Task:
Continue the forum post about writing a BibTeX grammar, starting right after its last line.

Source:
※ ※ ※
A BibTeX grammar

Hello world,

Michael mentioned a BibTeX grammar in passing and I thought that might
be interesting to look at. I expect it’s going to be quite difficult to
get right because I imagine that TeX slips in there somewhere.

But I thought I’d see if I could get started. I need more experience
writing grammars to be able to understand how to debug them anyway.

And I’ve already got myself confused. The good news is that my parser
and Steven’s agree, so it probably is a grammar error and not an
implementation bug.

Here’s the grammar:

bibtex: item+itemsep, s* .
itemsep: s+ .

-item: comment ; entry .

comment: -"%", cchar* .

entry: -"@", @type, s*, -'{', s*, @citekey, fields?, s* -'}' .

type: -name .
citekey: -name .

-fields: -',', field+fsep .

field: s*, name, s*, -'=', s*, value .
※ ※ ※
Excerpts from a location annotation dataset:

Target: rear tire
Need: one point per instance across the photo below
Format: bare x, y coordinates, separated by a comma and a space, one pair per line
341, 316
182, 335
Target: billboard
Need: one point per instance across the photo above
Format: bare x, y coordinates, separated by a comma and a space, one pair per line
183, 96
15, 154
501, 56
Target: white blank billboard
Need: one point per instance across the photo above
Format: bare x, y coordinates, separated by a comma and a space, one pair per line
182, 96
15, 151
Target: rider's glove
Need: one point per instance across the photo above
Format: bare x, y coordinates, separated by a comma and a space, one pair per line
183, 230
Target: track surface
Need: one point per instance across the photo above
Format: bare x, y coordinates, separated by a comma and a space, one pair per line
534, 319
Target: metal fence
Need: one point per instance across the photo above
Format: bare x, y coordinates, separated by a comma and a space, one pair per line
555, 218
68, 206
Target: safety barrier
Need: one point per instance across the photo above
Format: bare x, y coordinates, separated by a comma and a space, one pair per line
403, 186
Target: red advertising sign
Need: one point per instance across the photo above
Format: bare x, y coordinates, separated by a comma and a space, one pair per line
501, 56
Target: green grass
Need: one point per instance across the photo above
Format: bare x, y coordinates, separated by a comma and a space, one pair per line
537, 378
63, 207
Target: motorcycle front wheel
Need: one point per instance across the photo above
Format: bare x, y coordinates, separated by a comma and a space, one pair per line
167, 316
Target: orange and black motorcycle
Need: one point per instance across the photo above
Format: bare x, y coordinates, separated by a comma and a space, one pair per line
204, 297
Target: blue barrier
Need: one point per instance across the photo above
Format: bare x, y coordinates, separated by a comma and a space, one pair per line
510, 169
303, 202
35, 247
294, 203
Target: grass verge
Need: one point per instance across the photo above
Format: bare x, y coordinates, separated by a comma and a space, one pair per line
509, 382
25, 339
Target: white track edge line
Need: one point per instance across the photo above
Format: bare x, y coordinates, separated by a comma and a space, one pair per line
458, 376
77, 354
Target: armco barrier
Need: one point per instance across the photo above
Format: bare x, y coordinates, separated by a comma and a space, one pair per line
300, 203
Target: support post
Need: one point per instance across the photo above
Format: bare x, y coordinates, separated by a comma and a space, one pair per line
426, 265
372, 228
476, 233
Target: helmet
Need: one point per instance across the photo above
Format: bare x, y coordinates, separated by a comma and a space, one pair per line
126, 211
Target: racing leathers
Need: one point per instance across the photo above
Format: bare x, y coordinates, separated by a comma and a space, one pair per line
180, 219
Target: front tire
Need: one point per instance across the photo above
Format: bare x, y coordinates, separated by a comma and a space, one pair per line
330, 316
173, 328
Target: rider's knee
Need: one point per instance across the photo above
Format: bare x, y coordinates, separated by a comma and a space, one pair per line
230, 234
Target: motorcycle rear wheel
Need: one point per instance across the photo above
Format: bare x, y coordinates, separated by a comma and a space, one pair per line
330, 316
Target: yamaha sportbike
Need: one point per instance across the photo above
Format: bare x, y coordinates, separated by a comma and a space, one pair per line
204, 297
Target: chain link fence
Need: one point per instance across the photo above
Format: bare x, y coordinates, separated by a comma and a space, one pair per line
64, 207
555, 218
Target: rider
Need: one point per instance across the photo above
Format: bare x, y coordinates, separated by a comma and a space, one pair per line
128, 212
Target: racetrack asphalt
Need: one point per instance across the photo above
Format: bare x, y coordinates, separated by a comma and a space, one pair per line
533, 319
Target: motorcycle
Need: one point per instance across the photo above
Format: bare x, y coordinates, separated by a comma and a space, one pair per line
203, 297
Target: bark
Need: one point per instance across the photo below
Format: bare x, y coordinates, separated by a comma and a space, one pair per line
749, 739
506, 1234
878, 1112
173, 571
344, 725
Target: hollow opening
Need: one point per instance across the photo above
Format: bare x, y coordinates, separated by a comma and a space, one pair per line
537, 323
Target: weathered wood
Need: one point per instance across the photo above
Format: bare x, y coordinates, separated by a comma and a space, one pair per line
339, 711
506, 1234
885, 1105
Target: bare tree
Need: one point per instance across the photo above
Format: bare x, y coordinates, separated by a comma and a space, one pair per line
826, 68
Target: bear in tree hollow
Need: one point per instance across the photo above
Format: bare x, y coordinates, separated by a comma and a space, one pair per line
※ ※ ※
Result:
value: quotedvalue; bracedvalue; atomicvalue .

-quotedvalue: -'"', qvalue, -'"' .
-bracedvalue: -'{', bvalue, -'}' .
-atomicvalue: ["0"-"9"]+ .

qvalue: qchar* .
bvalue: bchar* .

-fsep: s*, -',', s* .

name: namestart, namefollower* .

-cchar: ~[#a] .
-qchar: ~['"'] .
-bchar: ~['}'] .
-namestart: ["_"; L] .
-namefollower: namestart; ["-.·‿⁀"; Nd; Mn] .

-s: (-[Zs]; -#9; -#d; -#a) .

And here’s a toy file that parses:

%C
@Book{K,
  t = "a"
}

@Book{K,
  t = "a"
}

If you take the space out between the two entries, it fails. And I don’t
see why. Sparing you the gorey details of the state chart, my parser
says:

<parse-failed xmlns:ixml="http://invisiblexml.org/NS" ixml:state="failed">
   <last-token line="5" column="1" token-count="25">'@'</last-token>
</parse-failed>

Steven’s says:

<!--
  **** Parsing failed at line 5, position 1
  @Book{K,
  ^
  **** Permitted at this position: "}"; #9; #a; #d; [Zs].
  **** I see: "@".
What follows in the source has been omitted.